▶ [To be done]: Lay out the lines below, starting at the line that contains "Task: mark the cricket shoe" and ending at the line that contains "260], [172, 305]]", as a two-column CSV with the headers text and answer. Give one row per "Task:" line, holding its wording and its answer, with each field in quotes and any line breaks turned into spaces.
━━ Material for the task
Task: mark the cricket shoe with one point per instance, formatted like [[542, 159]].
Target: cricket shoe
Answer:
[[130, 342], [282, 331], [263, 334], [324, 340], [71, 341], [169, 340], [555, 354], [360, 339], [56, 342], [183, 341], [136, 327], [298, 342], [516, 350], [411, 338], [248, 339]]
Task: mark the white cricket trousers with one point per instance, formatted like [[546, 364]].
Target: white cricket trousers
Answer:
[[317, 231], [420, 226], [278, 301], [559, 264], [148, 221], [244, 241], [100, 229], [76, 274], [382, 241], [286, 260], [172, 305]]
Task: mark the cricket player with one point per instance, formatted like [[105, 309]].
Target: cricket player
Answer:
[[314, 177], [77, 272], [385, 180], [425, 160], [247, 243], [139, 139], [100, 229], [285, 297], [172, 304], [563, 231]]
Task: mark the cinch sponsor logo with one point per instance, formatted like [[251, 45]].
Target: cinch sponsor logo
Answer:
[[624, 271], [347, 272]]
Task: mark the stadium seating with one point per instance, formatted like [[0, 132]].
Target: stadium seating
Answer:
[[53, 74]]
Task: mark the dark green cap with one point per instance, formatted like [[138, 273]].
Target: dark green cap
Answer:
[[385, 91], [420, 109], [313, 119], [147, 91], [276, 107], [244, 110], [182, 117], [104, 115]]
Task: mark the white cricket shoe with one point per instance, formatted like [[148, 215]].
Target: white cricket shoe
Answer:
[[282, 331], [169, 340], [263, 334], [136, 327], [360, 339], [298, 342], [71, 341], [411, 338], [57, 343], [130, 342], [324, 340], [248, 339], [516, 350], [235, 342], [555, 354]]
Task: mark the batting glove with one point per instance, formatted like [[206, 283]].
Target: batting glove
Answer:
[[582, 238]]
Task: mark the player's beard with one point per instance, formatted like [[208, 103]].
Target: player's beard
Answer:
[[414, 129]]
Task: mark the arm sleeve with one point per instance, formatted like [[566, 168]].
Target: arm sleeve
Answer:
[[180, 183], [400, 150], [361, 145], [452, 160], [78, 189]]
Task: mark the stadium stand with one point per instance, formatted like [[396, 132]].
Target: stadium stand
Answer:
━━━━
━━ Material for the task
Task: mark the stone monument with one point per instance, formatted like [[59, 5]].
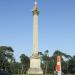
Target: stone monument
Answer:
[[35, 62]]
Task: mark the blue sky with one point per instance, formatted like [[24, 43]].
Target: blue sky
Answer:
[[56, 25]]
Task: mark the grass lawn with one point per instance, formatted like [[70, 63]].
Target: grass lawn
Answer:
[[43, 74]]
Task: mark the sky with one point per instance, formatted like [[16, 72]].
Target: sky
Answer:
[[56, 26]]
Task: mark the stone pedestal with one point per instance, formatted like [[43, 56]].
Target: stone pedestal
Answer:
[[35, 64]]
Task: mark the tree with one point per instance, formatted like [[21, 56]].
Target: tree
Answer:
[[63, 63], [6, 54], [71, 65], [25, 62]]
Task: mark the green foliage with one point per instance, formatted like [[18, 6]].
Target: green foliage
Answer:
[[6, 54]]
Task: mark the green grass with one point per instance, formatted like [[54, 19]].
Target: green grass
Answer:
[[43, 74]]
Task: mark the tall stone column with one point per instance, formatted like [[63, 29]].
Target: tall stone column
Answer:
━━━━
━━ Material for the task
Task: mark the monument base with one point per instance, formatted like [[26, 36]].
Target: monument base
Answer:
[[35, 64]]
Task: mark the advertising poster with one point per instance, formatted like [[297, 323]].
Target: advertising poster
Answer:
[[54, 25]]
━━━━
▶ [Task output]:
text,answer
"Task: mark the cricket shoe with one point per instance, formatted like [[542, 159]]. Target: cricket shoe Answer:","[[130, 342], [282, 331], [263, 334], [324, 340], [71, 341], [169, 340], [555, 354], [360, 339], [56, 342], [183, 341], [136, 327], [298, 342], [516, 350], [411, 338], [248, 339]]"
"Task: mark the white cricket trousers with one point per instance, formatted like [[546, 364]]. Target: white cricket trousers Answer:","[[317, 231], [420, 226], [278, 301], [559, 264], [148, 221], [244, 241], [100, 229], [76, 274], [382, 241], [286, 260], [172, 305]]"